Document →
Figure 1. Early Homo sapiens obtained life support through hunting and gathering getting energy from plants and animals. Human labor, in the form of fashioning useful tools allowed humans to more efficiently obtain the energy, which was a major evolutionary advantage.
By contrast consider the modern state of affairs. Each individual human is now amplified in their work capacity by the burning of fossil fuels for 80%+ of their high-power work needs. Figure 2 depicts this situation. Humans, by virtue of producing power tools can do considerably more work than they could by hand. So they produce more product (or service) per unit of time and wealth (the aggregate of products and services) accumulates. Some of those power tools increase the human effort efficiency (not necessarily the work efficiency), which is called “productivity”, a seemingly good thing. When humans were few in numbers, even after having mastered water and animal power to improve their productivity, there seemed to be enough energy and material resources so that the economic activity of individuals could expand giving rise to accumulation of wealth. Surely that was a good thing!
Figure 2. The use of external high-power fuels to drive automation amplifies the human capacity for work many fold.
The individual unit as depicted in figure 2 will be the one we will use later. Returning to the early human situation, consider figure 3 below. This is the fundamental unit of social economics. The basic idea was recognized by Adam Smith as the inherent capacity for certain individuals to become specialized in one kind of work wherein they are very efficient. The products so produced, however, have wider appeal and so two (or more) individuals producing excesses over their own needs may enter into a trade relation in which they negotiate an exchange based on some perceived relative value per unit of their products. That is they barter.

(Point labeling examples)
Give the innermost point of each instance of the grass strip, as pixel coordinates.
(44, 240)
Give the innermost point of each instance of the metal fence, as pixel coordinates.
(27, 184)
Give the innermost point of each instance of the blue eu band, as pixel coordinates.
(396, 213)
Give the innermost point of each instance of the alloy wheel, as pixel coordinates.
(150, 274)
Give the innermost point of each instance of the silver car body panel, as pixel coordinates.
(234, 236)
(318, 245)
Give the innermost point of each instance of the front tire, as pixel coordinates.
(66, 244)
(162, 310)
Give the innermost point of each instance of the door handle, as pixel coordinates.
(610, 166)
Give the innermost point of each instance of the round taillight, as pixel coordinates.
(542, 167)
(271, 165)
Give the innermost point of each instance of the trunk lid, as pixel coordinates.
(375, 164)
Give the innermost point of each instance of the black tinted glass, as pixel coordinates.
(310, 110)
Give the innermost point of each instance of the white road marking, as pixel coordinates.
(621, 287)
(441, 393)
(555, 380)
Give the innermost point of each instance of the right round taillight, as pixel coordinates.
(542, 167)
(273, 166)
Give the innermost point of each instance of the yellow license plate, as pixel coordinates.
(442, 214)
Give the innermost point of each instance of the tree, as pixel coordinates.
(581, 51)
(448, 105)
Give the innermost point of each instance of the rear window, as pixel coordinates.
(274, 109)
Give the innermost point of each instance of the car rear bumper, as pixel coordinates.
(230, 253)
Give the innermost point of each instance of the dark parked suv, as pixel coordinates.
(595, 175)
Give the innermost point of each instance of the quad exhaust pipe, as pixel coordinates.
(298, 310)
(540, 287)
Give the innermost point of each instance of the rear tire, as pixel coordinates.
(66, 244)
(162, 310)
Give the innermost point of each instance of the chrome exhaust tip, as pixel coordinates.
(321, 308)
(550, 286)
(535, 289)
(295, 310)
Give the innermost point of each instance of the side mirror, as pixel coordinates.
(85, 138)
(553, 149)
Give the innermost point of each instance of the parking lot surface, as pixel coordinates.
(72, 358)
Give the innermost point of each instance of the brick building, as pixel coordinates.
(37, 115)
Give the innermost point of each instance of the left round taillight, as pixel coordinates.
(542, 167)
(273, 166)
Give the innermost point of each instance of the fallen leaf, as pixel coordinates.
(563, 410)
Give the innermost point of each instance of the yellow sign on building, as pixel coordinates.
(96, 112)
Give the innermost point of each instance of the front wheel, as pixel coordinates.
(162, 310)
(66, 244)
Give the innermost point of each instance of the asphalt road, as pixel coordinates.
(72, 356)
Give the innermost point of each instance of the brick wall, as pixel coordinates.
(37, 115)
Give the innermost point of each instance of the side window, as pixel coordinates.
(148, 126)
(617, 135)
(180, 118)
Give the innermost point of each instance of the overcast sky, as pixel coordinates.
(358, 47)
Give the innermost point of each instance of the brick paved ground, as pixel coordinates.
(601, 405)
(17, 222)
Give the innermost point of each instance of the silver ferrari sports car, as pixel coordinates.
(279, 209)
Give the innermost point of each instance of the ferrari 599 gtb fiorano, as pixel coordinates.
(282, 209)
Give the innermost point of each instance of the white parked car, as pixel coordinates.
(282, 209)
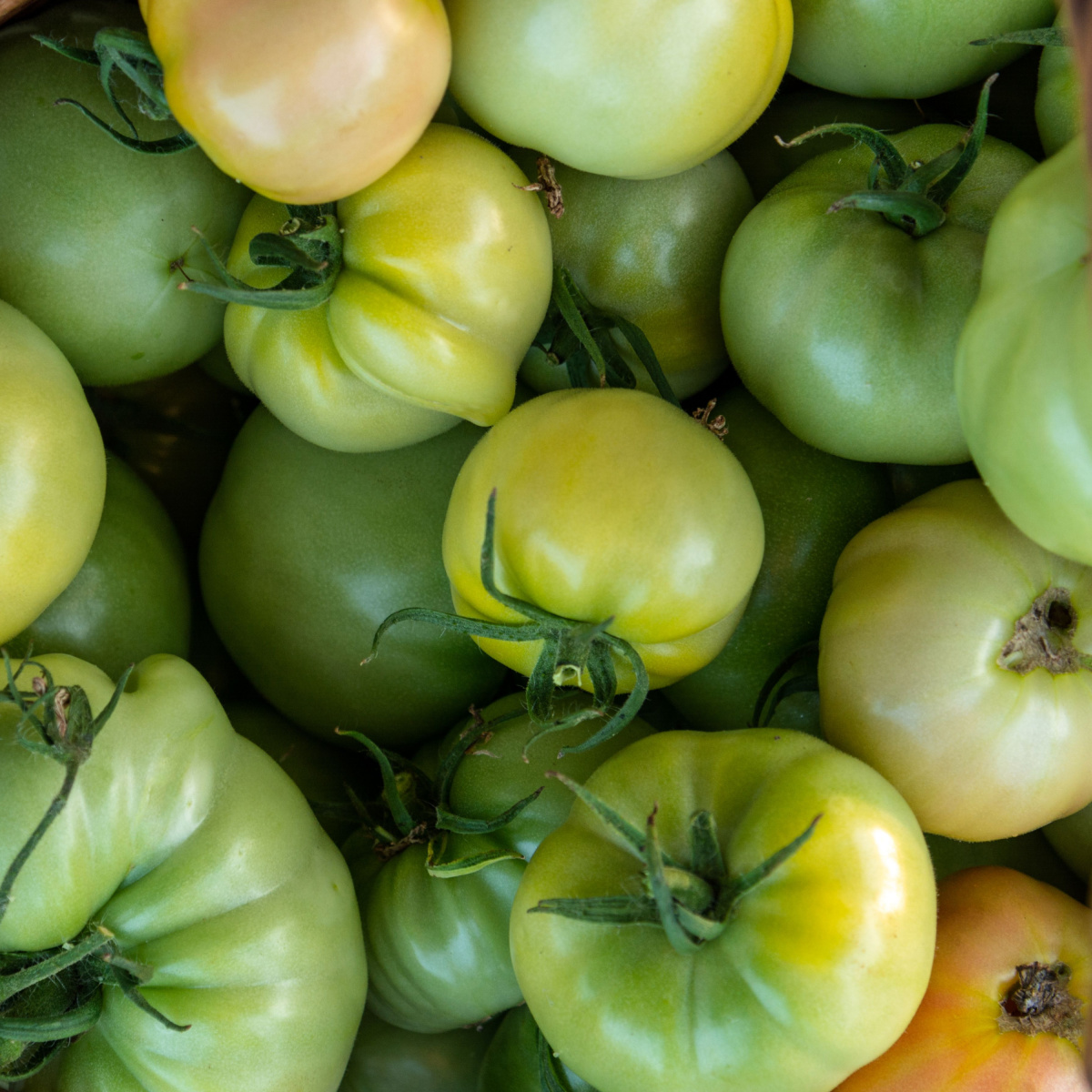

Challenge 1 → Decide whether each statement agrees with the text on energy and economics. Answer yes or no for each, and quote the deciding words of the text. (a) Fossil fuels meet more than 80% of each person's high-power work needs. (b) The text defines "productivity" as an increase in work efficiency. (c) Adam Smith recognized that some individuals can specialize in one kind of work at which they are very efficient.
Challenge 2 → What does the text on energy and economics call the situation shown in figure 3?
Challenge 3 → Restate word for word the part of the text on energy and economics from "Figure 1. Early" up to and including "major evolutionary advantage.".

Exercise answer 1 →
(a) Yes: "Each individual human is now amplified in their work capacity by the burning of fossil fuels for 80%+ of their high-power work needs."
(b) No: "Some of those power tools increase the human effort efficiency (not necessarily the work efficiency), which is called “productivity”, a seemingly good thing."
(c) Yes: "The basic idea was recognized by Adam Smith as the inherent capacity for certain individuals to become specialized in one kind of work wherein they are very efficient."

Exercise answer 2 → The fundamental unit of social economics.

Exercise answer 3 →
Figure 1. Early Homo sapiens obtained life support through hunting and gathering getting energy from plants and animals. Human labor, in the form of fashioning useful tools allowed humans to more efficiently obtain the energy, which was a major evolutionary advantage.